**Exercise task**.
Rewrite the records below, swapping "part of the frame" for "region of the image" everywhere and keeping everything else unchanged. Leave the pictures out of your answer.

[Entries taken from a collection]
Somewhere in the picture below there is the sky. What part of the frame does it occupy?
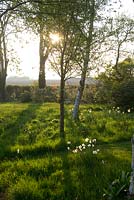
[8,0,134,80]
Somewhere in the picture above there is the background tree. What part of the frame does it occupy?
[51,1,80,138]
[73,0,109,120]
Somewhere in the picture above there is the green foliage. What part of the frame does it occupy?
[8,176,43,200]
[113,80,134,111]
[0,103,134,200]
[104,171,130,200]
[96,58,134,108]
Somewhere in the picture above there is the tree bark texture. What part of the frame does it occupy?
[73,0,95,120]
[39,28,48,89]
[129,136,134,195]
[60,77,65,138]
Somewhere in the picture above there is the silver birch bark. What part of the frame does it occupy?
[129,135,134,195]
[73,0,95,120]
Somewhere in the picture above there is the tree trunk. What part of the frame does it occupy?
[129,136,134,195]
[39,28,46,89]
[73,0,95,120]
[60,76,65,138]
[73,71,86,120]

**Finished task**.
Somewhere in the picture below there is the sky. What region of the image does it occupy?
[8,0,134,80]
Somewhere in the picture above there is the background tree. What region of the image does it occupy?
[51,1,80,138]
[73,0,109,120]
Somewhere in the picture above there is the green foliage. What region of the image does it occupy?
[8,176,43,200]
[113,80,134,111]
[0,103,134,200]
[104,171,130,200]
[96,58,134,108]
Somewhere in the picture above there is the tree bark texture. What region of the image does it occupy?
[73,0,95,120]
[39,28,48,89]
[129,136,134,195]
[60,77,65,138]
Somewhere in the picture above there is the silver birch bark. What region of the image does it occupy?
[129,135,134,195]
[73,0,95,120]
Somewhere in the picture above there is the tree trunk. What region of the image does it occupy?
[129,136,134,195]
[39,28,46,89]
[73,0,95,120]
[60,76,65,138]
[73,71,86,120]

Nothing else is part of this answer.